§ Task description
Pull out each line from the rows below that contains the string "covered", and copy it in full.

Records held in a dataset:

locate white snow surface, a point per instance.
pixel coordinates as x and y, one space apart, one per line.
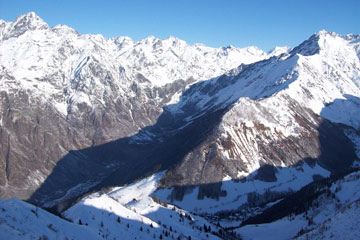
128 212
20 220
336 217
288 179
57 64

--

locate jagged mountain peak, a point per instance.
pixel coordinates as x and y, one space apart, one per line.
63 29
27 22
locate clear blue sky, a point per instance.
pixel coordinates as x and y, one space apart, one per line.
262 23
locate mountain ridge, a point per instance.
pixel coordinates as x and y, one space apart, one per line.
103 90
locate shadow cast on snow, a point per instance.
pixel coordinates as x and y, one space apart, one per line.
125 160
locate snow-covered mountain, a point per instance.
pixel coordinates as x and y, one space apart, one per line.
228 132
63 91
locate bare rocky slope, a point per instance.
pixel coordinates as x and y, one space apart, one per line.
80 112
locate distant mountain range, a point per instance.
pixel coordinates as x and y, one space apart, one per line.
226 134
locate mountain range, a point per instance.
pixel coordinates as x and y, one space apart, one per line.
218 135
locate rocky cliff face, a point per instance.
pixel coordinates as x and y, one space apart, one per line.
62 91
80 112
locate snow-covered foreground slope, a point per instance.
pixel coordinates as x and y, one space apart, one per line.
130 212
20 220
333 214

* * *

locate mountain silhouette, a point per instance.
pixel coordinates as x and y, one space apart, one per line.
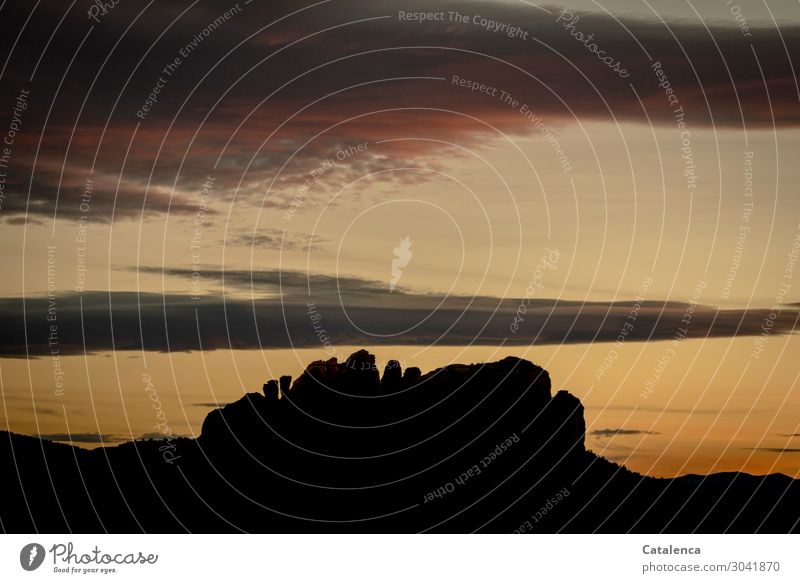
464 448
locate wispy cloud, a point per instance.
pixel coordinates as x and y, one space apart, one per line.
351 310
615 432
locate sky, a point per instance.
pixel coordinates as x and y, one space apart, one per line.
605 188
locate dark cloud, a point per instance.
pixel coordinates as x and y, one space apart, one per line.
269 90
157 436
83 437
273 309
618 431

§ Result of this exercise
locate snow-covered mountain, a point per instance.
locate snow-covered foreground slope, a point per instance.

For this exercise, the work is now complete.